* **Provided text**:

------

Rahul Gandhi said something in an interview about connecting MRI machines together. The clip is now widely available, shared around as final proof of idiocy. Ah, Pappu, says the knowledgeable in a sad sort of way, shaking their heads. Foolish, foolish boy.
This reaction is political. If Modiji had asked for connecting sphygmomanometers together- to the ignorant among you sphygmomanometers are BP apparatus (apparatuses is more correct than apparati, but apparatus is plural enough)- these same people would have called it a masterstroke, the landmark health policy decision in independent India. The response is political, and we have no use for politics as practiced by little people. Ignore them.
In fact it is best to ignore people who run down technology. “Oh, that’s never going to happen,” is a red flag to ignore the speaker. It wasn’t long ago when Chess was a game which was beyond the computer. Then Deep Blue came, wiped the mat with poor Kasparov, the strongest human to play the game. We said, ah, Chess, Chess is easy, but Go. Never. AI has since beaten human beings at everything we have invented, including Go and Poker. I still believe it will never win at Cricket, but I won’t be surprised I turn out to be wrong.
Much of it, apart from politics, is fear. We had the communist party going around in fear of computers, making public oaths never to use them. My father told me of a colleague in his office who took the oath. She threw away her calculator, AI’s humblest member, and counted up long rows of numbers in her head all day until she retired. But I find it strange that even doctors find this MRI thing a matter of derision. There may be something in it if you think about it.
Connect a few billion neurons and you have more than a few neurons- you have the human brain. Connect a few billion computers and you have more than computers. You have the Internet. What benefits would we gain if we have MRI machines connected to the web? Off hand, and after five minutes of googling, I can think of five, some of which exist now, even as we speak.
Data. Data collection is what we do least in India because we are all busy treating patients. Data is precious.
Expert advise. Need a second opinion from a radiologist, a rare animal outside of big cities?
Maintenance- The machine needs helium to run apparently, and it can ask for a refill when running low.
Remote monitoring. Technical support from afar.
Efficient utilization of machines. Today there are centres with MRI machines running idle while others are overbooked. With connected machines you can reserve slots like you do for train berths.
There may be others, but I’m not tech savvy enough to think of them. Interested people can look up connected scan machines in the Internet of Things (IOT) in the Hospital, among such wonders as connected drug inhalers, and even (why not) connected sphygmomanometers. We underestimate or rubbish innovation at our peril, at the risk of fading away into the sunset like dinosaurs, like many clinicians do, raging raging against the light, against keyhole surgeries, against robotics, against specialisation, against all things new.

------

* **Task details**: Edit the essay on connected MRI machines by reproducing it from the words that contain "Much of it, apart" through "think about it.", with "calculator" replaced by "abacus".

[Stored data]
------

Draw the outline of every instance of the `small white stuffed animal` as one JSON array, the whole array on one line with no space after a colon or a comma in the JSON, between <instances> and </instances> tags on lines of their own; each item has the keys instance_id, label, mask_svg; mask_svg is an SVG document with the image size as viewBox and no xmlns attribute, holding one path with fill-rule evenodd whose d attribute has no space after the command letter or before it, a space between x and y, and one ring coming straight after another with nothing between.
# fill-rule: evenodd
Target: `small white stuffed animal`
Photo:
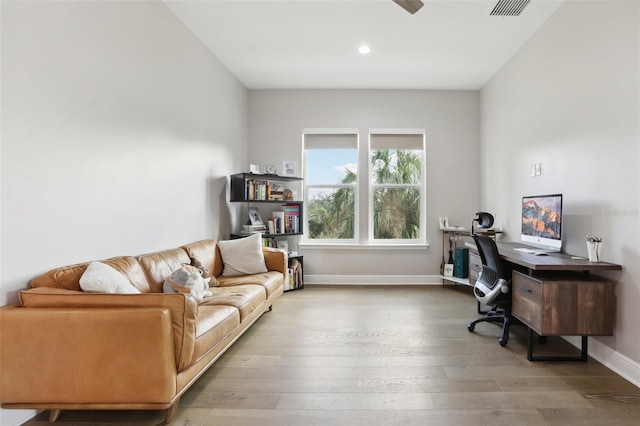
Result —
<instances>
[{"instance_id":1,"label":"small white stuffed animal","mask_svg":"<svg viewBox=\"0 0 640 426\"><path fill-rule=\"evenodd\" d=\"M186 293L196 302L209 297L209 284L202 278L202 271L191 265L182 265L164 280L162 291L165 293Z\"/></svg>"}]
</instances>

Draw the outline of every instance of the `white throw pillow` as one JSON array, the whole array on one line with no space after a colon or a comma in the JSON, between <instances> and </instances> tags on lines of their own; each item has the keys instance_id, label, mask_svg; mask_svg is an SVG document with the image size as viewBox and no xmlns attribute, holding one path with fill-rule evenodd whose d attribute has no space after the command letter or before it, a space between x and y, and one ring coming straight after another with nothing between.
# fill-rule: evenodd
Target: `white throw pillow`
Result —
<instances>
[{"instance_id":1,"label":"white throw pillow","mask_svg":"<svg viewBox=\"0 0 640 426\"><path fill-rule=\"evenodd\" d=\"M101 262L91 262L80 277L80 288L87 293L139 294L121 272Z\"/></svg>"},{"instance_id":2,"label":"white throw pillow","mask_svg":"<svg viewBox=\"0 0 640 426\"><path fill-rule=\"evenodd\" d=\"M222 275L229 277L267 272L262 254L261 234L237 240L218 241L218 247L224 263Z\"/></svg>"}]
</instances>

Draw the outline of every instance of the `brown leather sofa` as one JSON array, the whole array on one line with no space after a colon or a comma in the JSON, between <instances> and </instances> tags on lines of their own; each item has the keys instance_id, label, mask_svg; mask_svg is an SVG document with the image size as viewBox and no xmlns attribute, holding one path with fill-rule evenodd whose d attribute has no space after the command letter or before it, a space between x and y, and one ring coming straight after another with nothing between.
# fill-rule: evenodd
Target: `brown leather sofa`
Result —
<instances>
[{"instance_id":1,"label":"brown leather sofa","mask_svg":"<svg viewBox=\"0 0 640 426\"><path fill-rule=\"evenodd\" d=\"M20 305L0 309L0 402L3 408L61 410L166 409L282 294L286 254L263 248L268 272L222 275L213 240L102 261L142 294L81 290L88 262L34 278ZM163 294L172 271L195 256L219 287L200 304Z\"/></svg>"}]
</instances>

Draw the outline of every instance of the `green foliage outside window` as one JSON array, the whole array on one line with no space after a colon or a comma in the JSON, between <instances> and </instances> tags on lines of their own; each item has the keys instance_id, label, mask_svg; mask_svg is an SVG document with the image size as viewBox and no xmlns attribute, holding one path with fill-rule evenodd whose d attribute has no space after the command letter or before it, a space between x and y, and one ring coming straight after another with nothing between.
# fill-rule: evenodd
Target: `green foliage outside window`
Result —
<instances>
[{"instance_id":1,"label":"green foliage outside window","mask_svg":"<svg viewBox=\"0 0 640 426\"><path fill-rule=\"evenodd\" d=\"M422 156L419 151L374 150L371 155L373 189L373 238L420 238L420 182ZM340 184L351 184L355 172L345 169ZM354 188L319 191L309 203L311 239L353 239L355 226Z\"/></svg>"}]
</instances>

------

* **Written solution**:
Much of it, apart from politics, is fear. We had the communist party going around in fear of computers, making public oaths never to use them. My father told me of a colleague in his office who took the oath. She threw away her abacus, AI’s humblest member, and counted up long rows of numbers in her head all day until she retired. But I find it strange that even doctors find this MRI thing a matter of derision. There may be something in it if you think about it.